> Try it
A word-for-word transcription of the data below is required.

(Entries taken from a collection)
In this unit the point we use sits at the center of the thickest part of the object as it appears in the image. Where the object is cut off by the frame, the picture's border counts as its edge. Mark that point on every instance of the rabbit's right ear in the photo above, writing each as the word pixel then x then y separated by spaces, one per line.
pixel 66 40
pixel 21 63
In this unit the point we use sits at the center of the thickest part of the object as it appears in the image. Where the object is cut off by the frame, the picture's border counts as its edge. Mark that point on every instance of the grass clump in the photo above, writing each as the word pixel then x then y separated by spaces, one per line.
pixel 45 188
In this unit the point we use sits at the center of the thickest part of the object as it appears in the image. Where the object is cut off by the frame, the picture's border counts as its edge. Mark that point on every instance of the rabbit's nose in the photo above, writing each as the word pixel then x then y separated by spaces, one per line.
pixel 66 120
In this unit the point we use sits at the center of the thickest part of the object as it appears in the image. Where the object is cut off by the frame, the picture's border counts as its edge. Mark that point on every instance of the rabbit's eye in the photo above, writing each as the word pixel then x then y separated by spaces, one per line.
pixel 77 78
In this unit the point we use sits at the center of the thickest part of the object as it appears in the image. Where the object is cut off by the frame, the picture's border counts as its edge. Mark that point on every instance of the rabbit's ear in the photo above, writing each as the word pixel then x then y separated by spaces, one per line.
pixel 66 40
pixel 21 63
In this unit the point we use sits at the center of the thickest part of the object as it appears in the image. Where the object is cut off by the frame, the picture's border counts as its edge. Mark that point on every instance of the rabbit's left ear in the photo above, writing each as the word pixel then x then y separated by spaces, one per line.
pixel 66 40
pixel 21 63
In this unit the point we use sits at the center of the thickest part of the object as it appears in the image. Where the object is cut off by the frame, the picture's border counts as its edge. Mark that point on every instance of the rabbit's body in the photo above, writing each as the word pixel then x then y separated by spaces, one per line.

> The answer
In this unit the point we use sits at the center of the thickest part of the object as it appears in the image. Where the object is cut off by the frame, the picture's border counts as its edge. Mark that point on every instance of the rabbit's right ear in the photo above, writing each as the word pixel then x then y separated by spaces, one per line.
pixel 66 40
pixel 21 63
In this unit the point we use sits at the center of the thickest part of the object as it appears in the image. Where the object is cut off by the frame, the picture's border counts as its edge. Mark that point on every instance of the grass clump in the photo above, writing each as the word pixel then x then y separated by spaces, one per line.
pixel 45 188
In this unit the point we use sits at the center of the thickest part of the object as it appears in the image. Where the object is cut off by the frame, the picture's border counts as its edge. Mark that point on every instance of the rabbit's nose in the photo above, writing each as the word pixel then x then y separated by spaces, one per line.
pixel 66 120
In this unit the point we use sits at the center of the thickest part of the object as it appears in the image. Where the object is cut off by the frame, the picture's border counts as its edge. Mark that point on every instance of the rabbit's eye in the photo above, writing each as the word pixel then x then y separated by spaces, one per line.
pixel 77 78
In this unit the point we use sits at the center of the thickest part of the object as it appears in the image. Where the object is cut off by the frame, the picture's border counts as its edge. Mark that point on every instance of the rabbit's ear in the photo above, writing each as the word pixel then x then y separated by spaces, one per line.
pixel 66 40
pixel 21 63
In this unit the point we use sits at the center of the thickest part of the object as it appears in the image. Where the object is cut off by the frame, the picture's border counts as its edge. Mark that point on every instance of the rabbit's left ear in the photo above, writing each as the word pixel then x then y separated by spaces, one per line.
pixel 66 40
pixel 21 63
In this unit the point we use sits at the center of the thickest part of the object as it appears in the image. Where the object is cut off by the frame, the picture's border counts as its edge. Mark that point on every instance of the rabbit's body in the photo above, writing each as the word pixel then x then y separated by spaces, one per line.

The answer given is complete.